* Extracted material:
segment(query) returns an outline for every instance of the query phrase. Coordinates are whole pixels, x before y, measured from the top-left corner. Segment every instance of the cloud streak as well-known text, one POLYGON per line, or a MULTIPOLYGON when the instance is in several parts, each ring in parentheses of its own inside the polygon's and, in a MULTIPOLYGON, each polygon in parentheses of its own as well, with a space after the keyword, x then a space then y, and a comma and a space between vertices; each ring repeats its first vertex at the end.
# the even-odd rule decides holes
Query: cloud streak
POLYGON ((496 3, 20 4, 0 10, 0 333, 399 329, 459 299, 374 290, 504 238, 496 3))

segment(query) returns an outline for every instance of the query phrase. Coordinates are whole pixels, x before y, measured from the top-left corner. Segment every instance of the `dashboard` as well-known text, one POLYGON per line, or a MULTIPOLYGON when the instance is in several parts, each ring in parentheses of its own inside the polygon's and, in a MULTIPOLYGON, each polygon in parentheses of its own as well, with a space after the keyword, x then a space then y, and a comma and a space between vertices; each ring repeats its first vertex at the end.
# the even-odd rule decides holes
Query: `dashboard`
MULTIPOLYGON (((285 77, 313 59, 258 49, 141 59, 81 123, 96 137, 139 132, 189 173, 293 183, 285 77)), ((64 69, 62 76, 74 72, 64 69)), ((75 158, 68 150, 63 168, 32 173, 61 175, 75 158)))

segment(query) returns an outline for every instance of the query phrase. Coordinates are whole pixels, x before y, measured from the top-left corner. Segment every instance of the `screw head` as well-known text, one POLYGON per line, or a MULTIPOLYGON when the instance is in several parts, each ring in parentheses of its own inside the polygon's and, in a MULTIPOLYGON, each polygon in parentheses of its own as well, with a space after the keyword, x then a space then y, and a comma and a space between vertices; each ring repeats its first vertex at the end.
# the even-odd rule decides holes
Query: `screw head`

* What you will do:
Please reproduce every line of the listing above word for word.

* Task response:
segment(query) returns an outline for every instance of the query phrase. Coordinates are whole pixels, x before y, measured from the top-left corner. Segment every instance of the cloud streak as well-known text, one POLYGON per line, or a MULTIPOLYGON when the instance is in several parts, each ring in parentheses of its own inside the polygon's and, in a MULTIPOLYGON, each polygon in parentheses of its own as well, with a space after the keyword, x then a space then y, and a comma and a space between vertices; each ring repeats its first vertex at the end.
# the even-odd rule decides holes
Query: cloud streak
POLYGON ((496 3, 20 4, 0 10, 0 333, 399 329, 459 299, 374 290, 504 238, 496 3))

segment(query) returns an outline for every instance of the query phrase. Coordinates are whole pixels, x before y, measured from the top-left corner. Segment every instance of the `dashboard` as well-known text, one POLYGON per line, or a MULTIPOLYGON when the instance is in several parts, each ring in parentheses of its own inside the polygon's and, in a MULTIPOLYGON, each polygon in parentheses of its own as well, with a space after the keyword, x then a space then y, and a comma and a space between vertices; each ring repeats its first vertex at the end.
# the even-odd rule decides holes
Query: `dashboard`
MULTIPOLYGON (((285 77, 313 59, 258 49, 141 59, 81 123, 96 137, 139 132, 189 173, 293 183, 285 77)), ((64 69, 62 76, 74 72, 64 69)), ((75 158, 68 150, 63 168, 32 173, 61 175, 75 158)))

segment(query) returns an outline for every instance of the query phrase. Coordinates are whole pixels, x before y, measured from the top-left corner. Segment every instance of the `screw head` as well-known text, one POLYGON per line, or a MULTIPOLYGON when the instance is in several parts, each ring in parentheses of its own inside the polygon's and, in a MULTIPOLYGON, each polygon in parentheses of its own as well, with a space after the keyword, x then a space then y, and a comma and a space between vertices; each ring repeats its first vertex at the end.
# the even-odd rule decides holes
Query: `screw head`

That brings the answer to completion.